** WHAT YOU HAVE TO DO **
Everything in the records should be repeated exactly.
== == ==
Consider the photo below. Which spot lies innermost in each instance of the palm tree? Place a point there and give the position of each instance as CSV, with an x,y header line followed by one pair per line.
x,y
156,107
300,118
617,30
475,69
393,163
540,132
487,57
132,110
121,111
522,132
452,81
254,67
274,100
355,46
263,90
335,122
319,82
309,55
== == ==
** EXERCISE OUTPUT **
Consider the photo below. Which spot lies innermost in each instance of the palm tree? Place a point there and give the position of each instance as CSV, with an x,y header line followed by one pair per line.
x,y
156,107
300,118
617,30
475,69
393,163
540,132
487,57
132,110
121,111
522,132
452,81
254,67
274,100
355,46
263,90
335,122
319,82
309,55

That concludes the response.